## Goal of the exercise
Output the material below verbatim, reproducing every line without alteration.

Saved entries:
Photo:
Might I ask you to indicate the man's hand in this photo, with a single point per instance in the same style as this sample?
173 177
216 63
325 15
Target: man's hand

## The output
Photo:
Might I ask you to indicate the man's hand in this photo, with a single point per instance in the same style as this sample?
173 177
216 63
325 15
Target: man's hand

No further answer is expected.